ASSIGNED TASK
Within the data that follows, set down exactly the lines from the one containing "positive clicks: (216, 89)" through the one containing "box: [386, 37, 528, 203]", both ends included.

EXTRACTED MATERIAL
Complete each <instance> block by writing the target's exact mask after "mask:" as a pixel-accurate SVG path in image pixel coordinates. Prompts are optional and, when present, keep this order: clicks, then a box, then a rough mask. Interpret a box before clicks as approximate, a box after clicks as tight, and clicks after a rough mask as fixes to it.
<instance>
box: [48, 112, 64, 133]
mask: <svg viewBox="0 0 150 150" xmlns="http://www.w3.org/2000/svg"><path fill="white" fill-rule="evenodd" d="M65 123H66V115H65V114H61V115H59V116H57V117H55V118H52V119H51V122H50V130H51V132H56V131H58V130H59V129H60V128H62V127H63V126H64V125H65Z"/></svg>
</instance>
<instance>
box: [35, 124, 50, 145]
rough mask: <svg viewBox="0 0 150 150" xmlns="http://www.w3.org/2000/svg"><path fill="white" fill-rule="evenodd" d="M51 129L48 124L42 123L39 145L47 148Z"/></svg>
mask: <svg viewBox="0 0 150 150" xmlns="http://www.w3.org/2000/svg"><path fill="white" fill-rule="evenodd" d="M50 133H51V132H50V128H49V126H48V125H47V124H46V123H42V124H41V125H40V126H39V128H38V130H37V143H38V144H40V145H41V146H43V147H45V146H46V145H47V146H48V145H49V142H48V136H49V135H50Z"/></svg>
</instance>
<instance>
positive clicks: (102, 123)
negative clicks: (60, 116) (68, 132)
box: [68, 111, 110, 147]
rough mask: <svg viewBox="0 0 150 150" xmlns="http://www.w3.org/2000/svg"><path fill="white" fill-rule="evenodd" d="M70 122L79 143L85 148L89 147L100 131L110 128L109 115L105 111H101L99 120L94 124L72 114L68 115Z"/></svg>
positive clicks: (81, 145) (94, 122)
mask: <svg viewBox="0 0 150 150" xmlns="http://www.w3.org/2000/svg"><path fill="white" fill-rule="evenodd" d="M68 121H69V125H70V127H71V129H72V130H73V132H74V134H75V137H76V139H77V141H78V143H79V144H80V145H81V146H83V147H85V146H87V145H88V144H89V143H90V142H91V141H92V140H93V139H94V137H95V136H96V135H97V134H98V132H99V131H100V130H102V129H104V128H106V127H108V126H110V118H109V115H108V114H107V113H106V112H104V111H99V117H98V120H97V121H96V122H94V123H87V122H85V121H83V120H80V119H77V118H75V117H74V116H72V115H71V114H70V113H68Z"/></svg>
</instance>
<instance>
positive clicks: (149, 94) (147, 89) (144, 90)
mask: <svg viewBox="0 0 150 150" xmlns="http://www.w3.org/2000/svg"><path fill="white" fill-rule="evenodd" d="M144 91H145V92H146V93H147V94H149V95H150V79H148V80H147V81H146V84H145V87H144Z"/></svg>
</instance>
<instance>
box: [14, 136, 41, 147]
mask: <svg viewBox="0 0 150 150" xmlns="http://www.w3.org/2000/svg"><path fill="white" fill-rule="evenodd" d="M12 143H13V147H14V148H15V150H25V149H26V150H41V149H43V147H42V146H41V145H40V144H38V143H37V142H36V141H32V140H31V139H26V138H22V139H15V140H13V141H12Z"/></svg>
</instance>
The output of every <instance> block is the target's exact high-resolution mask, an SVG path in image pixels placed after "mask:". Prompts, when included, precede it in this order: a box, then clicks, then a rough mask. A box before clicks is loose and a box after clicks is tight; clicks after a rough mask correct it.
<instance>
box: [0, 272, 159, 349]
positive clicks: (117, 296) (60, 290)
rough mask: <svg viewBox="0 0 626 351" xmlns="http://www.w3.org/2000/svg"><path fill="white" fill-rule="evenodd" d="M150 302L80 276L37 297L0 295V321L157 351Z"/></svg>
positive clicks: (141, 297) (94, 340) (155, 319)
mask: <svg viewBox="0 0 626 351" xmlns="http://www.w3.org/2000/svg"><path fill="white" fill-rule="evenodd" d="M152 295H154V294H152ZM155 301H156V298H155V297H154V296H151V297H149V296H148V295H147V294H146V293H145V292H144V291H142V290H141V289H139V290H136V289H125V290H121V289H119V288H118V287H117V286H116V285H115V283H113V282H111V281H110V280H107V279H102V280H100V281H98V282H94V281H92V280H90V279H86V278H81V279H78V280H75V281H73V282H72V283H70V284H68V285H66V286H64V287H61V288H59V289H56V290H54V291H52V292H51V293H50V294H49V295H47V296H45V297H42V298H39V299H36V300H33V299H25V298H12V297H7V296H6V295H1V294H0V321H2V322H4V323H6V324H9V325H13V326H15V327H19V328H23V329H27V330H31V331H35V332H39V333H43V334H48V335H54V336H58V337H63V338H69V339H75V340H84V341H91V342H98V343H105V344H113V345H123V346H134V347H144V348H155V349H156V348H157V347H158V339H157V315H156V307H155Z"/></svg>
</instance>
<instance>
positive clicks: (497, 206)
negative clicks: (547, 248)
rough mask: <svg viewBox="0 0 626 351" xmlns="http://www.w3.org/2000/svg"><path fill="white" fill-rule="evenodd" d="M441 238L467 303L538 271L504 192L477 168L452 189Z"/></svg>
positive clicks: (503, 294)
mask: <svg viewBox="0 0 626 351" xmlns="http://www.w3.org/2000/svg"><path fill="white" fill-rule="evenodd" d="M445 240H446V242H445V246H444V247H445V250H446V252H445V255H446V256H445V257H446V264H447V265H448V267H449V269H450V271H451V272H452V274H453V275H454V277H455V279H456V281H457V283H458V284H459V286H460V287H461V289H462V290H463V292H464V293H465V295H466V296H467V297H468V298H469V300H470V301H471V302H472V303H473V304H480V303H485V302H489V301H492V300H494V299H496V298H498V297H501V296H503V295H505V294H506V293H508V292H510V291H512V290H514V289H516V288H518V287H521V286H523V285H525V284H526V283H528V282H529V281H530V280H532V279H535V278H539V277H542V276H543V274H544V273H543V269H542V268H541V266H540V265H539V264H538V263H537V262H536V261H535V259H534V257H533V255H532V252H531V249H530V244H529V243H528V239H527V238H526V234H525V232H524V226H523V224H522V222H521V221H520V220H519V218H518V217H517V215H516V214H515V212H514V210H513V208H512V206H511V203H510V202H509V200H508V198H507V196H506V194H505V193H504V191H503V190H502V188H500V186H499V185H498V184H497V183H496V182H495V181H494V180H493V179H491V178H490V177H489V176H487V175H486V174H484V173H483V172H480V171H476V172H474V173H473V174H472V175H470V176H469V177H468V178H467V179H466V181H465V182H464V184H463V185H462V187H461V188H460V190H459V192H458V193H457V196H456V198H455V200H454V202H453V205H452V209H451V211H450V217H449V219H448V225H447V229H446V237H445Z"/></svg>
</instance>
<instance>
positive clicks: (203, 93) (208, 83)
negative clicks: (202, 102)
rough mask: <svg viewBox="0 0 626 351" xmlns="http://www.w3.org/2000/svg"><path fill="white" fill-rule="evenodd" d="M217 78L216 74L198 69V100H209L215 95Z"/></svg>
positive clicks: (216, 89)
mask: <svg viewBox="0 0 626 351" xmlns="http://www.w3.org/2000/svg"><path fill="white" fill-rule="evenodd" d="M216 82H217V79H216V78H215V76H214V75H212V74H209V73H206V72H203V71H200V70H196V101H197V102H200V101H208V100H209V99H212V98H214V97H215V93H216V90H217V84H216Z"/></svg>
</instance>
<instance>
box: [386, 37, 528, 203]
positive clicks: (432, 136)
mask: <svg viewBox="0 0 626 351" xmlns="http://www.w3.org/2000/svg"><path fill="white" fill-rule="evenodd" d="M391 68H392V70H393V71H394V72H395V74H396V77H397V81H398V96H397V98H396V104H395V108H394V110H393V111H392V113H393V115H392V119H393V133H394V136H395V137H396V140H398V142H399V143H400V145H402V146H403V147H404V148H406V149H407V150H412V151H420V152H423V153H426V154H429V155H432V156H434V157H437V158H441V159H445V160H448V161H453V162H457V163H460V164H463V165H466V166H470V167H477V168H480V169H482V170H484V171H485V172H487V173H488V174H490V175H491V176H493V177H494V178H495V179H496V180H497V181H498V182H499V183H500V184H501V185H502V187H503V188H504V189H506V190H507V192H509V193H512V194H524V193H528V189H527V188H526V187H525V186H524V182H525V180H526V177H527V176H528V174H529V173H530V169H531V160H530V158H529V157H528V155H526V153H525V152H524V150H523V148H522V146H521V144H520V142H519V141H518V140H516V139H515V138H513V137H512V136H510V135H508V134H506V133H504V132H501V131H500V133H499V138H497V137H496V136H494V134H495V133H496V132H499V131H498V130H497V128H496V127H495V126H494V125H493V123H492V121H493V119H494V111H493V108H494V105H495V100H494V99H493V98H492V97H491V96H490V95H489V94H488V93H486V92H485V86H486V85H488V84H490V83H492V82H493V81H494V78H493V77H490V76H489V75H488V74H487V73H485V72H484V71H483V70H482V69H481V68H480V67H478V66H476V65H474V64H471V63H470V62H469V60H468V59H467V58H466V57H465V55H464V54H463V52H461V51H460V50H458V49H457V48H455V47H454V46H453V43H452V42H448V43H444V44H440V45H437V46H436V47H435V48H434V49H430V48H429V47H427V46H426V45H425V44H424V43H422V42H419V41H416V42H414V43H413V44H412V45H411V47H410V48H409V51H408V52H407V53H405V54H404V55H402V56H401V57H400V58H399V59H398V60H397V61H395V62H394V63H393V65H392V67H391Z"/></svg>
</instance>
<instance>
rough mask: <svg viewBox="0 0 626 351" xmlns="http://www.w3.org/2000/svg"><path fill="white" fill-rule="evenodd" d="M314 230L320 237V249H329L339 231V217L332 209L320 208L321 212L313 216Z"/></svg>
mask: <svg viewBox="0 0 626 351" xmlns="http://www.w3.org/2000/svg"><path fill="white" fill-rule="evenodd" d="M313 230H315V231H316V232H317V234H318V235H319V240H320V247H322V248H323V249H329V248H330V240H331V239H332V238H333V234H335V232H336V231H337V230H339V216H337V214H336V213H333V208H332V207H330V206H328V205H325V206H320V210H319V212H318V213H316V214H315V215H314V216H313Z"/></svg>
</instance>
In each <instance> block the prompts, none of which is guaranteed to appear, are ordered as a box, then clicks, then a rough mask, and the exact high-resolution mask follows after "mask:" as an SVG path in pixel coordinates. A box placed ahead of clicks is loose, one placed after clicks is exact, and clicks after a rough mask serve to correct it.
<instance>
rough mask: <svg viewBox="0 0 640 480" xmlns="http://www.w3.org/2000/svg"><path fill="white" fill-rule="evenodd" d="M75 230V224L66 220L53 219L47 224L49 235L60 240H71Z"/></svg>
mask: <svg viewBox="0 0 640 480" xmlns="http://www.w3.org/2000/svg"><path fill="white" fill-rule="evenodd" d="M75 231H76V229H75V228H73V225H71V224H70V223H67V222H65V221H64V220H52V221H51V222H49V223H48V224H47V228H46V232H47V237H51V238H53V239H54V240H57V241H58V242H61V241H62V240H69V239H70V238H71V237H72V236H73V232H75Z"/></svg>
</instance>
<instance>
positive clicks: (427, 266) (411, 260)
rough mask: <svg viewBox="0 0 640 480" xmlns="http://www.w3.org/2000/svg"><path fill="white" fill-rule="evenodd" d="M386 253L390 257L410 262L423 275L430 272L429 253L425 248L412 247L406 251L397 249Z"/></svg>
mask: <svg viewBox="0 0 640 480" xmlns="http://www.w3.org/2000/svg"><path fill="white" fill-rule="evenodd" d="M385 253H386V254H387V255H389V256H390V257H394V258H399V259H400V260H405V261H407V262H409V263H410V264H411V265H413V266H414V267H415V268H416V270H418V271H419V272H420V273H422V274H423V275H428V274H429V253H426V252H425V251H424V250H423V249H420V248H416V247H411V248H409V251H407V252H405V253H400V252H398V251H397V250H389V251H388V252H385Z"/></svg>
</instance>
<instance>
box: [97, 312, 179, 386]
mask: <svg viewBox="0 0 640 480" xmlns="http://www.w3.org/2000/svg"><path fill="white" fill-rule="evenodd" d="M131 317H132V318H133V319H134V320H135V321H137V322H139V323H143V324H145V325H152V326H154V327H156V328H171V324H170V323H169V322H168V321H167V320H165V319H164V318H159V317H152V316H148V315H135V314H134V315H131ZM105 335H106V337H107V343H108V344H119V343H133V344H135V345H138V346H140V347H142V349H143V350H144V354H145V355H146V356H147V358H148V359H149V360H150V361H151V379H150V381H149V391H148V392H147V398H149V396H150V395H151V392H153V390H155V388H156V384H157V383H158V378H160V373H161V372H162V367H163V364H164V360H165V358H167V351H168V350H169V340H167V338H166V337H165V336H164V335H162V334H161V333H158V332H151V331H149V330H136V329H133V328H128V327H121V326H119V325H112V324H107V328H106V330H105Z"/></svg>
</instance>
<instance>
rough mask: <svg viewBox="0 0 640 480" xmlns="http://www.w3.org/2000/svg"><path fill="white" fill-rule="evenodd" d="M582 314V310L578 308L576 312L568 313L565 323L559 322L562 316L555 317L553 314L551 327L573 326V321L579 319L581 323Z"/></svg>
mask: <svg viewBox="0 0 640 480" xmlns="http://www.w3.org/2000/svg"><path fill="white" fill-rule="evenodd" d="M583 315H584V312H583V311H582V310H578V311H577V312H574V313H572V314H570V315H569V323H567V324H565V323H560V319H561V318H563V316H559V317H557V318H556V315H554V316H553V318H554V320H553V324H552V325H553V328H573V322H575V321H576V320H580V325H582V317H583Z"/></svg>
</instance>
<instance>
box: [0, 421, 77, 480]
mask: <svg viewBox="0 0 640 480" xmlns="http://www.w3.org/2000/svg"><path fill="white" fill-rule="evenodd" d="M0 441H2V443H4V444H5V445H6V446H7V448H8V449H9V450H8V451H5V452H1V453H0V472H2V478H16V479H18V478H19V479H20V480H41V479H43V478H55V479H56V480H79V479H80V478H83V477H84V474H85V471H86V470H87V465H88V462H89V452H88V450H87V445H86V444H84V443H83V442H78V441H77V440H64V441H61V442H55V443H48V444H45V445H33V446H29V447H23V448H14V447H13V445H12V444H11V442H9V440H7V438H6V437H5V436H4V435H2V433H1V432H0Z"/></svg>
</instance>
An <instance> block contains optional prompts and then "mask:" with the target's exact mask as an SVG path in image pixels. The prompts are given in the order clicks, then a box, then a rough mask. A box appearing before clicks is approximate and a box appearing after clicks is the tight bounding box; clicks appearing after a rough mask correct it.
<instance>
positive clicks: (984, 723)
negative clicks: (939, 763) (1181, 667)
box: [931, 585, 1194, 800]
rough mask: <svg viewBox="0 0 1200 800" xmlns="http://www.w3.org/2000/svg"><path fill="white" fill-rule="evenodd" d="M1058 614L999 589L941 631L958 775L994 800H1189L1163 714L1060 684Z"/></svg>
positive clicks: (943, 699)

SOLVED PROBLEM
positive clicks: (216, 89)
mask: <svg viewBox="0 0 626 351" xmlns="http://www.w3.org/2000/svg"><path fill="white" fill-rule="evenodd" d="M216 82H217V79H216V78H215V76H214V75H212V74H209V73H206V72H203V71H200V70H196V101H197V102H200V101H208V100H209V99H212V98H214V97H215V93H216V90H217V84H216Z"/></svg>
</instance>
<instance>
box: [386, 37, 528, 203]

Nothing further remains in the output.